*Supplied data*.
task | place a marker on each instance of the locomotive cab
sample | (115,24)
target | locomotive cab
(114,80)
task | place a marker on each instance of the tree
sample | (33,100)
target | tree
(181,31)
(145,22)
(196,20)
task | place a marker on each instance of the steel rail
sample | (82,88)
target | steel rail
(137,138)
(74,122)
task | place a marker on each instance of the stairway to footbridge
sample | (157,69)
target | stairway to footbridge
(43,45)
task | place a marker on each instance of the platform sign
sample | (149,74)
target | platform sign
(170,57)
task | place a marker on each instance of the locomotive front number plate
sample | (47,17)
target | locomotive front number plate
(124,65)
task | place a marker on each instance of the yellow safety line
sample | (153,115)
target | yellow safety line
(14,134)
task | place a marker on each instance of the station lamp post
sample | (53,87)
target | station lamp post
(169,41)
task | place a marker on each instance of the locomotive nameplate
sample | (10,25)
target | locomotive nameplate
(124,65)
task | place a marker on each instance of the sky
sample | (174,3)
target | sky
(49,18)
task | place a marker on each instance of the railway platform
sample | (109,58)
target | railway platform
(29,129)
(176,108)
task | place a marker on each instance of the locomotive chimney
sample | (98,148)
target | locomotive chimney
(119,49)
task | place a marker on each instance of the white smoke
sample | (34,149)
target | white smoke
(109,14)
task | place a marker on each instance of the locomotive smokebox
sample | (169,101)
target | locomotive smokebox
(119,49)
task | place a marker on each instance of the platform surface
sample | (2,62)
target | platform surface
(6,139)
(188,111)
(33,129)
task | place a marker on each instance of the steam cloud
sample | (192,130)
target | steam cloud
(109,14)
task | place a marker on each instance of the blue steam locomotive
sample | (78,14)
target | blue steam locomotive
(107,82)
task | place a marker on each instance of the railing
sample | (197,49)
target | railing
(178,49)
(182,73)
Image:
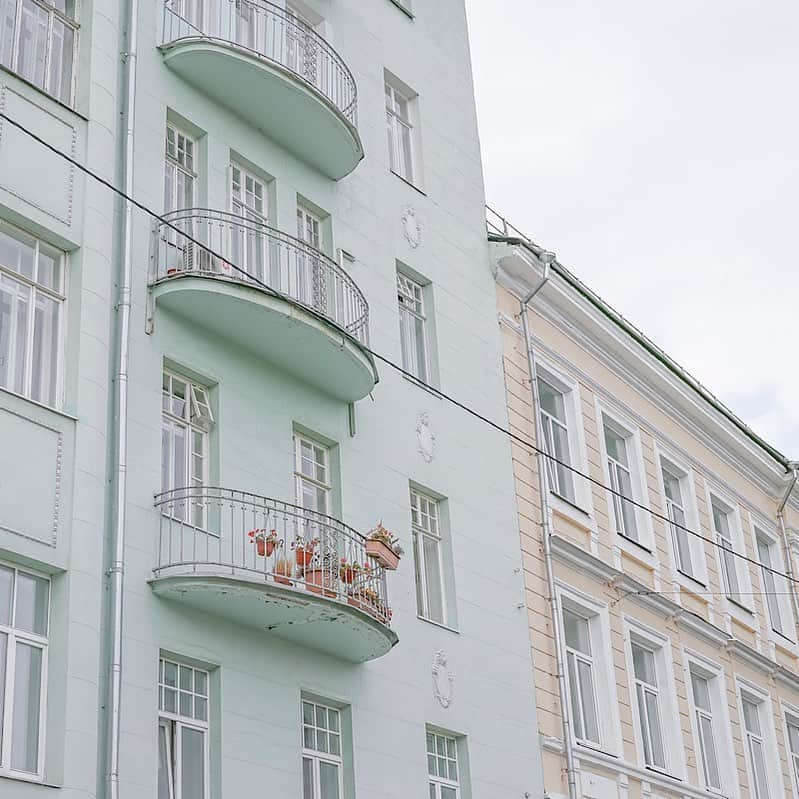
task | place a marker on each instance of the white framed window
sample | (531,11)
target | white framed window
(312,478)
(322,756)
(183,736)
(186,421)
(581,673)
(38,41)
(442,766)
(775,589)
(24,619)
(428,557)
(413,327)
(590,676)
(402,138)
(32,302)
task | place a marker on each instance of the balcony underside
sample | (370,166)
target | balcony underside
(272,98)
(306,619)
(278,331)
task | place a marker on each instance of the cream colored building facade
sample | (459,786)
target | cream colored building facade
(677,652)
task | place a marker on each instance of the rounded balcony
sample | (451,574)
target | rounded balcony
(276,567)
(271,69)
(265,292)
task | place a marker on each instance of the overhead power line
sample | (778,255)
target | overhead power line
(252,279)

--

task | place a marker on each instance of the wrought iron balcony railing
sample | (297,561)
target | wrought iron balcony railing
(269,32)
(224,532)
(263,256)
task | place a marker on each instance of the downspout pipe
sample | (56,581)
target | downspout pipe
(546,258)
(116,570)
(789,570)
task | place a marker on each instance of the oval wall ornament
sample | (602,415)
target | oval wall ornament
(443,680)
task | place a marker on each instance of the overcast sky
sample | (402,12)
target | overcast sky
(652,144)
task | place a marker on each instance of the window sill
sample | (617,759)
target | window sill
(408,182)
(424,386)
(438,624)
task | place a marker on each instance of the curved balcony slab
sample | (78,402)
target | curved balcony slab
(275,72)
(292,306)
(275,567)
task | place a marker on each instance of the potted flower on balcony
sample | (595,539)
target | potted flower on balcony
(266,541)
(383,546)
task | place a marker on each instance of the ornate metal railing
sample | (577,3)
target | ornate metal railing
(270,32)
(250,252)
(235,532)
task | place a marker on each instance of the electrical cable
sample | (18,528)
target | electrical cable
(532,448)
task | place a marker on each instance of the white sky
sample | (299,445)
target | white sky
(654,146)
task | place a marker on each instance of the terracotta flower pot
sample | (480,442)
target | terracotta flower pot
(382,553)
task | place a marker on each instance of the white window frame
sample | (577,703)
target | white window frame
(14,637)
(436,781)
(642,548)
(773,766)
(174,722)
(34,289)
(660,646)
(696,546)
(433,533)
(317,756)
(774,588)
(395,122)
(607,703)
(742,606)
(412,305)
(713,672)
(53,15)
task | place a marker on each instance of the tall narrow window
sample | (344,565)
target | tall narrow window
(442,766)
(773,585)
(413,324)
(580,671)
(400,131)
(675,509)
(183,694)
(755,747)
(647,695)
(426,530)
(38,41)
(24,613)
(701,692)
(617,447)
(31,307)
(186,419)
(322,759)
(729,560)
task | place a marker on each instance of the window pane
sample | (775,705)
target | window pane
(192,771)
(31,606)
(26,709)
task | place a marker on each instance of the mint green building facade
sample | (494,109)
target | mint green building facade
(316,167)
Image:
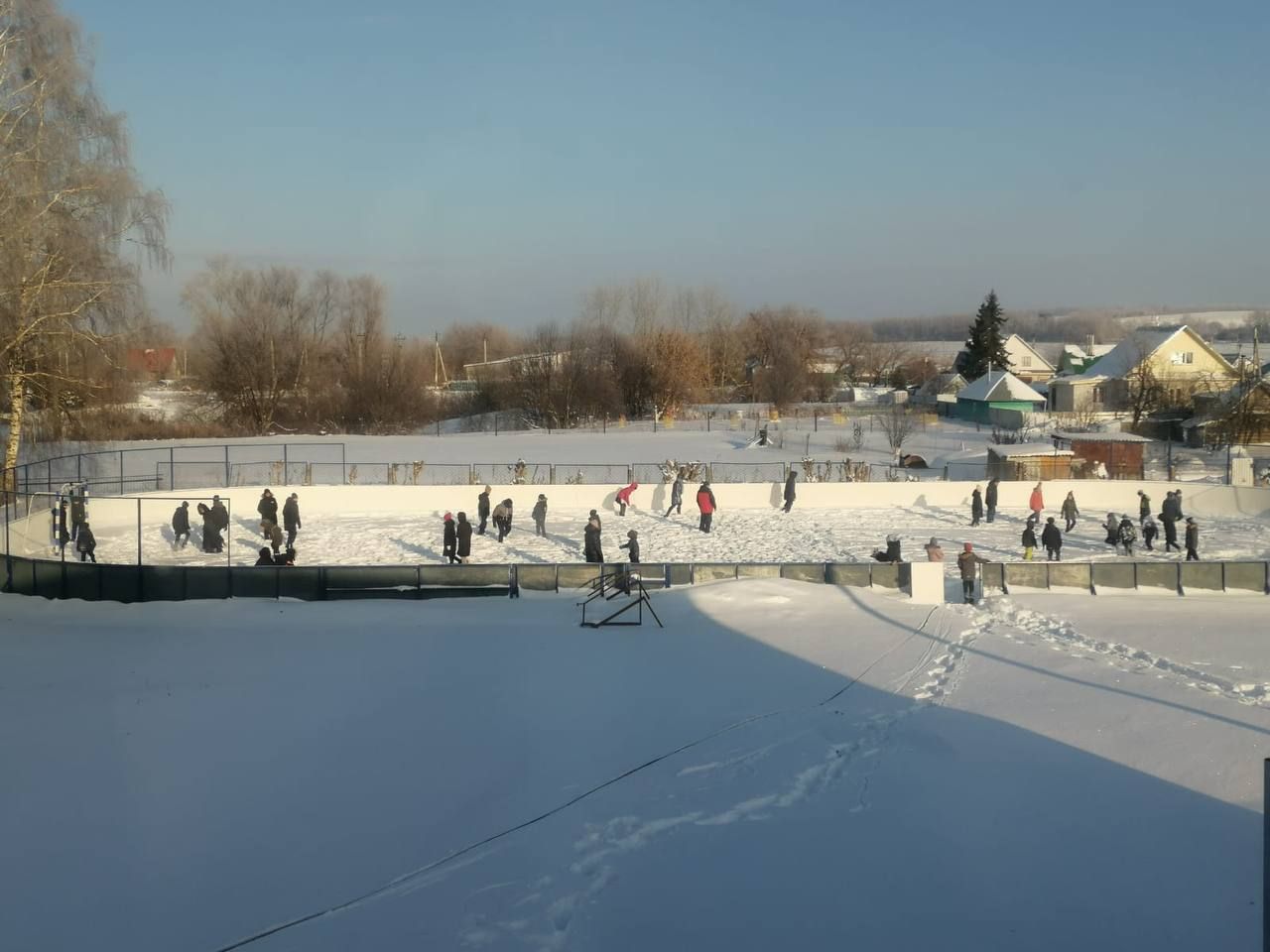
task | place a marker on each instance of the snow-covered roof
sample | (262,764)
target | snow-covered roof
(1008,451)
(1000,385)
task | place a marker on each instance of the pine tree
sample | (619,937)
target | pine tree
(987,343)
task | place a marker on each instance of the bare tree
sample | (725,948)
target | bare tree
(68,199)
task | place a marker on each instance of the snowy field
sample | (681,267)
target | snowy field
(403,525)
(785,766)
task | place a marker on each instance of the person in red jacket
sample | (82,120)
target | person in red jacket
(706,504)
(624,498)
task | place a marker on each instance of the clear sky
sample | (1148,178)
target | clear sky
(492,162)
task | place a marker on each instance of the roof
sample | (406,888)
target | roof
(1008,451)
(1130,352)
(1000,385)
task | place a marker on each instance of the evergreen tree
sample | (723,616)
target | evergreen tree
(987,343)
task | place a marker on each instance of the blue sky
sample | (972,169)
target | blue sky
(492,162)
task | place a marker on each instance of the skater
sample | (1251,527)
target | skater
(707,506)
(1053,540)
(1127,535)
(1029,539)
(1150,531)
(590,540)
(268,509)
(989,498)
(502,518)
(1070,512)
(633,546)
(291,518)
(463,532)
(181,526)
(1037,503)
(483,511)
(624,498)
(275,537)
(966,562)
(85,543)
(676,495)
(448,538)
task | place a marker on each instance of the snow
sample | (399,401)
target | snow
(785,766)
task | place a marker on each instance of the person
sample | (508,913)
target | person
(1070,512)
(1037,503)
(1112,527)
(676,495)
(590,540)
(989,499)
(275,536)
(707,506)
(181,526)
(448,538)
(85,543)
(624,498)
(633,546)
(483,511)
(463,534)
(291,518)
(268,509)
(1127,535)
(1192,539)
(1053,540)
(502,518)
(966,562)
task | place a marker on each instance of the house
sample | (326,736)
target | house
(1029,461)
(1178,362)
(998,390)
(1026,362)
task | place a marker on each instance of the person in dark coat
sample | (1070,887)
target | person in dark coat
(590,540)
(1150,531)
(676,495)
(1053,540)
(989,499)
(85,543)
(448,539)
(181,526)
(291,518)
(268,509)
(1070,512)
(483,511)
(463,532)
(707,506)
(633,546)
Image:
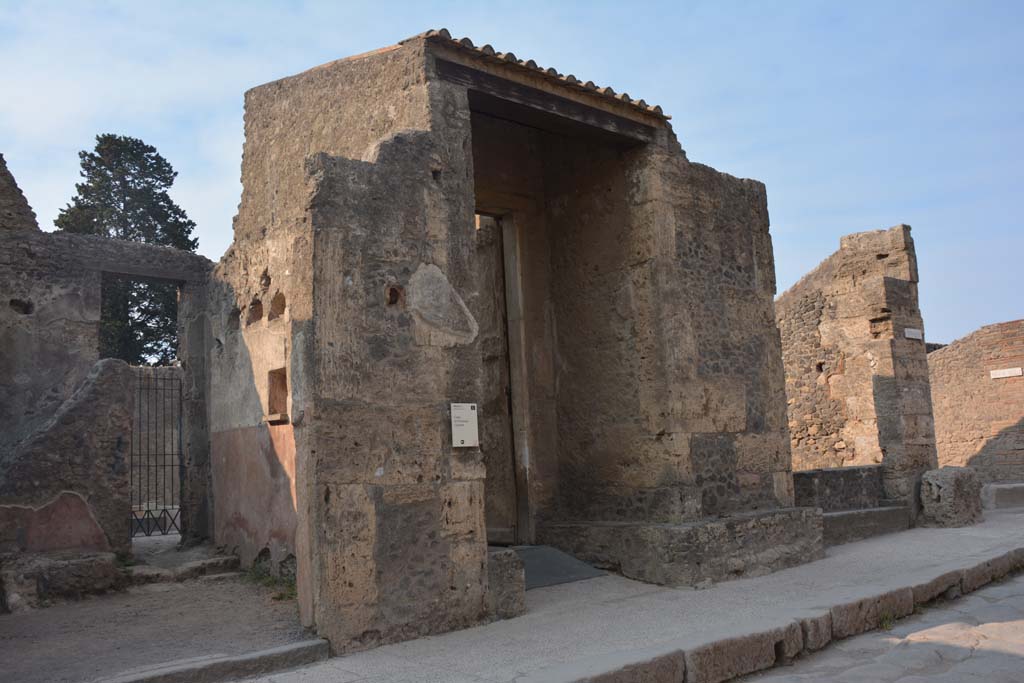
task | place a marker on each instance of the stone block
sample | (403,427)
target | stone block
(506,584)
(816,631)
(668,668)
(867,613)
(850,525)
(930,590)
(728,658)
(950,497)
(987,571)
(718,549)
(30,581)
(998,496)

* * *

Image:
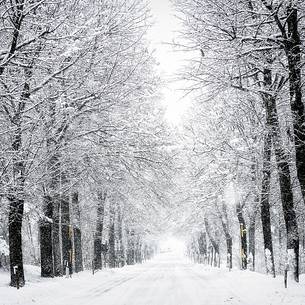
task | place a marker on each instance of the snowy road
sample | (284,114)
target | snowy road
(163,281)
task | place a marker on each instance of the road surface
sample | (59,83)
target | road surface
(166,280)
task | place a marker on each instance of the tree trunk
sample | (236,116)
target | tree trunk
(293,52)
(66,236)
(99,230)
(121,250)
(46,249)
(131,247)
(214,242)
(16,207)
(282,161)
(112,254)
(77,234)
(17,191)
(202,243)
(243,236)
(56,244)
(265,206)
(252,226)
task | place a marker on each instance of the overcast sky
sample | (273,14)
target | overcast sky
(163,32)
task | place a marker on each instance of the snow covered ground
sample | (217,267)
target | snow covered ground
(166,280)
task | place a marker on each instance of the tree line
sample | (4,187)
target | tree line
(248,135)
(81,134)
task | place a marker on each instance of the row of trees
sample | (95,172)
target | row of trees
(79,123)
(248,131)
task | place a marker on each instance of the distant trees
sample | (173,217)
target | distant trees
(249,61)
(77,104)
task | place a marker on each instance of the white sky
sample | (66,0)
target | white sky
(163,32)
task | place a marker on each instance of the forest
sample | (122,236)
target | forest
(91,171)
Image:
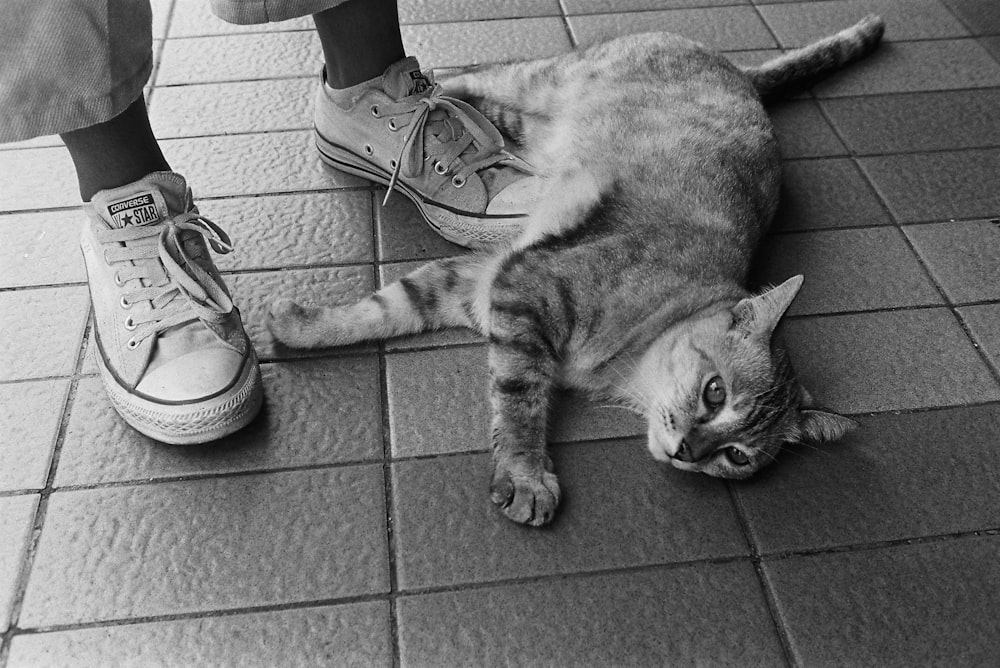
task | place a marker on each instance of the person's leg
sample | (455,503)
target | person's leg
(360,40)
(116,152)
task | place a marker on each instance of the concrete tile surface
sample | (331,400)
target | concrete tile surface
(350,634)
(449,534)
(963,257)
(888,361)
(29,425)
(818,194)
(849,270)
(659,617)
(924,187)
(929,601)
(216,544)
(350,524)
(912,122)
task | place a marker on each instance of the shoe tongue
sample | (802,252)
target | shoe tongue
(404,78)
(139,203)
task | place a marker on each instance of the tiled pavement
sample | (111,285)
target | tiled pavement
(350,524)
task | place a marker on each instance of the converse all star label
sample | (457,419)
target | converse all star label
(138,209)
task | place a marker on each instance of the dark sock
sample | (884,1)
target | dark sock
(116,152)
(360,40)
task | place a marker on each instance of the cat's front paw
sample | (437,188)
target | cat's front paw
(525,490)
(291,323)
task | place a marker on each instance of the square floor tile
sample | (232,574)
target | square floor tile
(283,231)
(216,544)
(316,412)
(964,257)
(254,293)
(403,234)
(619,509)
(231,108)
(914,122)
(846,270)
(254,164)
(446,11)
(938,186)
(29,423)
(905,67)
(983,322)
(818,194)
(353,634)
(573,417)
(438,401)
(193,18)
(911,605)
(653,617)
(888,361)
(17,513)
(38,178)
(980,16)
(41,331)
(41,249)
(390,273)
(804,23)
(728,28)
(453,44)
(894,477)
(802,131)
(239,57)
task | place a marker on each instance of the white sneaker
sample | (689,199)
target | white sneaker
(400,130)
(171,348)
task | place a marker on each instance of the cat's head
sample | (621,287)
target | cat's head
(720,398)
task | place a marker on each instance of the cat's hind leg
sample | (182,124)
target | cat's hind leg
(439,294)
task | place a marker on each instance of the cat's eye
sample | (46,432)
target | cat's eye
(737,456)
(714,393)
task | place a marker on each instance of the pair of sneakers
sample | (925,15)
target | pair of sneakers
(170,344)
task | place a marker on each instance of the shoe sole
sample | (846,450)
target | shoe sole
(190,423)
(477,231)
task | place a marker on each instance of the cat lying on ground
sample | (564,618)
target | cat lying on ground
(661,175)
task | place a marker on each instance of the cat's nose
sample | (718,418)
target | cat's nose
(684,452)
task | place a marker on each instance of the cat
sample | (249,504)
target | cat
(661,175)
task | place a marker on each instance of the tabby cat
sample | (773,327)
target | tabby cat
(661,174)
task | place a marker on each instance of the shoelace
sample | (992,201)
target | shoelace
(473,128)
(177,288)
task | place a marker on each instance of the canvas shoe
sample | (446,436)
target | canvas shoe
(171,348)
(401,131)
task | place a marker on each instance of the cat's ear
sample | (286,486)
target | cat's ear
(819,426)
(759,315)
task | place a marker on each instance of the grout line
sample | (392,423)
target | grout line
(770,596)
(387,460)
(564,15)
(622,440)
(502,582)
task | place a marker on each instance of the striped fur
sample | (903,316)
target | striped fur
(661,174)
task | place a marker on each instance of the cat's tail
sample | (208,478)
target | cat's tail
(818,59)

*Task instructions*.
Everything above from the line containing "target | snowy field" down to the line containing "sample | (406,888)" is to be transcribed exactly, with both of those lines included and nothing else added.

*Answer to this problem*.
target | snowy field
(403,525)
(785,766)
task | place a marker on each instance of the person in red jacket
sample | (82,120)
target | person in red jacket
(706,504)
(624,498)
task | place a marker on each instance of the clear sky
sample | (1148,178)
target | clear sky
(492,162)
task | place a marker on each instance of the roof
sample | (406,888)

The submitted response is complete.